▼
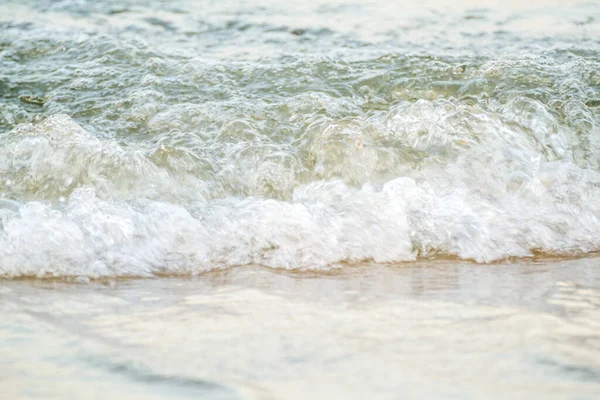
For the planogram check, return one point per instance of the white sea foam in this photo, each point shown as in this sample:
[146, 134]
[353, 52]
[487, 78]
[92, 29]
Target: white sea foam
[495, 199]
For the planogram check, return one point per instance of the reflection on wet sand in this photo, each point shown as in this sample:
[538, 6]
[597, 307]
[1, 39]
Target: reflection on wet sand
[364, 331]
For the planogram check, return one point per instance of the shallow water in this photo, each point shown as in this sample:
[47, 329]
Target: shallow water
[174, 137]
[331, 199]
[442, 330]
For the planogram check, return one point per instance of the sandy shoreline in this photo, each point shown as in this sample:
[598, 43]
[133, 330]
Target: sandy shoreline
[428, 330]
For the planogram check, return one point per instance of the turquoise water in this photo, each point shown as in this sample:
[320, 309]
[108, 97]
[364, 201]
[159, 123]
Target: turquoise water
[174, 138]
[300, 199]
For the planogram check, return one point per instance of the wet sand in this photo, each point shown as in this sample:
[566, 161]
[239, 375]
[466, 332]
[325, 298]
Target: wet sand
[443, 330]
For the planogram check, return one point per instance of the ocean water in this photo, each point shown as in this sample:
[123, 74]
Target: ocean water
[295, 164]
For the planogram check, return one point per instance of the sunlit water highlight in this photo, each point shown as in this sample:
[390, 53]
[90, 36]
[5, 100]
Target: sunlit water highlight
[333, 200]
[142, 138]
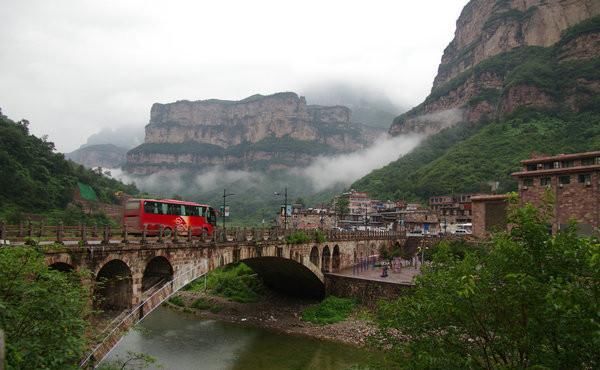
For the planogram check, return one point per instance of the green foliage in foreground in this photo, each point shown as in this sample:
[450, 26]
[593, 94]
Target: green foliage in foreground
[237, 282]
[528, 300]
[177, 301]
[42, 312]
[329, 311]
[302, 237]
[298, 237]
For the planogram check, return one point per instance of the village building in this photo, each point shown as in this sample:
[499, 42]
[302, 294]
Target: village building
[453, 208]
[572, 181]
[489, 213]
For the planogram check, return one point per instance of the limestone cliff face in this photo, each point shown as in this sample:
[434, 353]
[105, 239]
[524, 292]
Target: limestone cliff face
[506, 55]
[489, 27]
[228, 123]
[276, 131]
[100, 155]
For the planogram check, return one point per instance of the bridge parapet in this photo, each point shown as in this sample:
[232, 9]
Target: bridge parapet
[82, 234]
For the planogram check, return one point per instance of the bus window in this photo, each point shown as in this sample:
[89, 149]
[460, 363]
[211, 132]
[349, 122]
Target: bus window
[191, 211]
[133, 205]
[173, 209]
[212, 217]
[151, 207]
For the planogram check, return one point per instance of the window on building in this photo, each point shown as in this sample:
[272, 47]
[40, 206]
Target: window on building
[567, 164]
[584, 178]
[587, 162]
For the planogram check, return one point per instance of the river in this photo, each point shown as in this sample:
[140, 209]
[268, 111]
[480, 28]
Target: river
[183, 341]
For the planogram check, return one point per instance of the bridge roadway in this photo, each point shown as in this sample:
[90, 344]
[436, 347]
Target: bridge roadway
[134, 276]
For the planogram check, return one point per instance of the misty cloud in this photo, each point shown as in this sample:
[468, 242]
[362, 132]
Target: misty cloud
[443, 119]
[123, 136]
[326, 172]
[74, 67]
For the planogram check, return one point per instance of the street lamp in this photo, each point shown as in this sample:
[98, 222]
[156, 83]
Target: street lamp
[225, 195]
[284, 208]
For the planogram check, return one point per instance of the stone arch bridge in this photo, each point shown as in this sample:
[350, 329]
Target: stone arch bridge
[135, 276]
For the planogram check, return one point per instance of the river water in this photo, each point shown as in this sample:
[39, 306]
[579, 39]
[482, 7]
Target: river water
[182, 341]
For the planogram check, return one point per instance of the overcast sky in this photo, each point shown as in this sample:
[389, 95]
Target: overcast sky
[74, 67]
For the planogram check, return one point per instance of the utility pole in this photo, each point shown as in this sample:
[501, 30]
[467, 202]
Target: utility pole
[284, 207]
[285, 212]
[225, 195]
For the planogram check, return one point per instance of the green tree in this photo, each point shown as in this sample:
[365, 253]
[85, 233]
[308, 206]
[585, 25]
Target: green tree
[527, 300]
[42, 312]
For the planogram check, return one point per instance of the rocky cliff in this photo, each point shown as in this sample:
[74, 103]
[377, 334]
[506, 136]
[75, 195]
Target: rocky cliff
[266, 132]
[520, 77]
[508, 54]
[100, 155]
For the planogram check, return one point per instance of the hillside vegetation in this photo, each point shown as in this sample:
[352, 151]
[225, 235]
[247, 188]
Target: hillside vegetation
[36, 179]
[469, 156]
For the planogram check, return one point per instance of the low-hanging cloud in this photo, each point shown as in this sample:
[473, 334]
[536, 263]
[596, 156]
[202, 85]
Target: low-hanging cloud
[323, 173]
[326, 172]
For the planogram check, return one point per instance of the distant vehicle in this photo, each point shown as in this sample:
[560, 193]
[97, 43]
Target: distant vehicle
[462, 232]
[468, 227]
[171, 214]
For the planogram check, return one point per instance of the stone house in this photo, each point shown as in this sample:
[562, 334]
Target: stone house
[571, 180]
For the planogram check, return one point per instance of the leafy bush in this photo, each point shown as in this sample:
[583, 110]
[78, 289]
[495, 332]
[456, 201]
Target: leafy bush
[329, 311]
[237, 282]
[201, 304]
[177, 301]
[528, 300]
[42, 312]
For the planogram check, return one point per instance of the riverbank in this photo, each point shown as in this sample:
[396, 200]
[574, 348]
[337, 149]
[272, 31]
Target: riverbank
[282, 314]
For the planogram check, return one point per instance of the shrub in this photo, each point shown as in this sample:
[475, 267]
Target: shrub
[331, 310]
[298, 237]
[177, 301]
[201, 304]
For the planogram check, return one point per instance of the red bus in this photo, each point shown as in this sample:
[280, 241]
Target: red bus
[171, 214]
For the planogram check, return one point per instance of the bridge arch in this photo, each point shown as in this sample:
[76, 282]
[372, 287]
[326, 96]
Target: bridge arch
[314, 256]
[325, 259]
[114, 286]
[157, 272]
[289, 276]
[335, 260]
[62, 267]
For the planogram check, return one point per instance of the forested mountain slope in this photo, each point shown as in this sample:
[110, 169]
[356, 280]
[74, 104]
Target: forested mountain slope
[543, 99]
▲
### STATED PROBLEM
Please write out all the data again word for word, but not the pictures.

### EXERCISE SOLUTION
For the planogram check, return one point per instance of the white sea foam in this photo, each point shown as in this sample:
[146, 134]
[353, 52]
[487, 78]
[92, 29]
Target: white sea foam
[495, 199]
For the planogram check, return one point per instance of the reflection on wet sand in this photo, each point shown as in this sample:
[538, 6]
[597, 307]
[1, 39]
Target: reflection on wet sand
[364, 331]
For the planogram check, return one point per instance of the shallow water in this photo, each point shown as in this sample:
[47, 329]
Target: shallow water
[174, 137]
[331, 199]
[442, 330]
For the planogram check, return one point per instance of the sandy shoreline in this photo, each point shown as in this sample:
[598, 43]
[133, 330]
Target: sandy shoreline
[428, 330]
For the planogram check, return one point per instance of the turquoise water in this photo, each point shown as in this sample:
[320, 309]
[108, 97]
[364, 201]
[159, 123]
Target: turquoise water
[174, 138]
[300, 199]
For the planogram check, return one point per instance of the wet sand in this photo, each point shown as in this sample:
[566, 161]
[239, 375]
[466, 332]
[325, 298]
Target: wet sand
[443, 330]
For the planogram check, return one point per instance of the ocean water in this photo, each point shown as in this sample:
[123, 74]
Target: ocean water
[295, 164]
For the planogram check, return one point per instance of the sunlit water highlight in this photo, each point shown as in this sample:
[390, 53]
[90, 36]
[5, 100]
Target: sunlit water highlight
[333, 200]
[142, 138]
For the planogram check, return one point per instance of the green foliage in foreground in this photo, each point shown as in this sample:
[450, 26]
[593, 94]
Target: green foliage in foreground
[237, 282]
[528, 300]
[177, 301]
[42, 312]
[329, 311]
[302, 237]
[298, 237]
For the planogram check, return one point per instance of the village building in this photo, each point shown as in this sample:
[499, 42]
[302, 294]
Target: village building
[453, 208]
[572, 181]
[489, 213]
For the planogram check, return one point per instance of the limestone cliff face in this photo, each point shown as in this sample:
[434, 353]
[105, 239]
[524, 292]
Target: limestone cliff face
[506, 55]
[489, 27]
[228, 123]
[276, 131]
[100, 155]
For the planogram check, return one point per instance of the bridge parapet in this photo, each point shown as in this sample:
[232, 9]
Target: bridge parapet
[82, 234]
For the planogram check, return one point per instance of the bus window in this photo, each point shown as in this sample:
[89, 149]
[460, 363]
[211, 132]
[349, 122]
Target: bus window
[191, 211]
[133, 205]
[173, 209]
[212, 217]
[151, 207]
For the planogram check, return one point per instance of the window on building in this photo, each point shown as in this sample:
[272, 47]
[40, 206]
Target: window on building
[567, 164]
[584, 178]
[587, 162]
For the planogram check, return one point per instance of the river in this photo, each point shown as in this sample:
[140, 209]
[268, 111]
[480, 28]
Target: river
[183, 341]
For the planogram check, return one point per instance of the bridge roadway in this photo, each point shown as in this sample:
[90, 344]
[436, 347]
Target: bridge roadway
[134, 276]
For the planogram check, return one point per instance of the misty cloud in this photo, each point shown as in this sample:
[468, 242]
[362, 132]
Target: misty cloud
[443, 119]
[123, 136]
[326, 172]
[74, 67]
For the planogram check, return one point per instance of the street lamp in this photo, each point shown as in this sample:
[98, 222]
[156, 83]
Target: street lamp
[225, 195]
[284, 208]
For the planogram check, return one point per instance of the stone arch bridge in this photo, each point shown as in this sample:
[350, 329]
Target: stone arch bridge
[135, 276]
For the planogram check, return one point per instance of the river water in this photo, each point shown as in this sample:
[39, 306]
[579, 39]
[482, 7]
Target: river water
[182, 341]
For the planogram check, return one point per instance of the overcast sky in this photo, each point shown as in this sample:
[389, 95]
Target: overcast sky
[74, 67]
For the planogram check, return one point per instance of the utility pole in this photo, each point shown as in this sample:
[501, 30]
[467, 202]
Target: utility pole
[284, 207]
[285, 212]
[225, 195]
For the planogram check, return one point per instance of the green tree in this photo, each point shown as in this sample:
[365, 253]
[85, 233]
[308, 206]
[585, 25]
Target: green tree
[527, 300]
[42, 312]
For the planogram check, return one point per instance of the rocky cliff in this photo, each point shown as in this sample:
[74, 103]
[377, 334]
[506, 136]
[75, 195]
Target: rocky cliff
[266, 132]
[520, 77]
[508, 54]
[100, 155]
For the planogram check, return one point per instance of the hillside vegetation in this photo, each point shown as in this sample:
[352, 151]
[225, 235]
[247, 188]
Target: hillside vegetation
[36, 179]
[469, 156]
For the planogram check, return one point per instance of the low-hanging cloud in this photo, each point shown as in this sample:
[473, 334]
[536, 263]
[596, 156]
[202, 85]
Target: low-hanging cloud
[323, 173]
[326, 172]
For the planogram check, return one point per instance of the distant vehicle in this photo, each point shown as in this sample:
[560, 193]
[97, 43]
Target: distant vehicle
[462, 232]
[468, 227]
[171, 214]
For the planogram check, return one point per instance of the stone house in this photo, each point shown as in this sample:
[562, 334]
Target: stone house
[571, 180]
For the planogram check, return one point per instance of the leafy bush in this photo, each point shown as in this sample:
[583, 110]
[78, 289]
[495, 332]
[456, 201]
Target: leafy bush
[329, 311]
[237, 282]
[201, 304]
[177, 301]
[528, 300]
[42, 312]
For the planogram check, return one point per instance of the riverbank in this photo, each point shown as in this sample:
[396, 200]
[574, 348]
[337, 149]
[272, 31]
Target: riverbank
[282, 314]
For the planogram check, return one point per instance of the shrub in this photo, each point shown as in this sample:
[475, 267]
Target: shrub
[331, 310]
[298, 237]
[177, 301]
[201, 304]
For the planogram check, return one point per instance of the red bus in this photo, each point shown as in this sample:
[280, 241]
Target: red bus
[171, 214]
For the planogram check, return one point per instance of the bridge arch in this photo, each point shown as in this sample:
[76, 282]
[372, 287]
[326, 96]
Target: bridge arch
[314, 256]
[325, 259]
[114, 286]
[157, 272]
[289, 276]
[335, 260]
[62, 267]
For the planogram check, return one point per instance of the forested mountain slope in this photo, each point shown as in this sample:
[110, 169]
[356, 280]
[74, 104]
Target: forested mountain slope
[543, 99]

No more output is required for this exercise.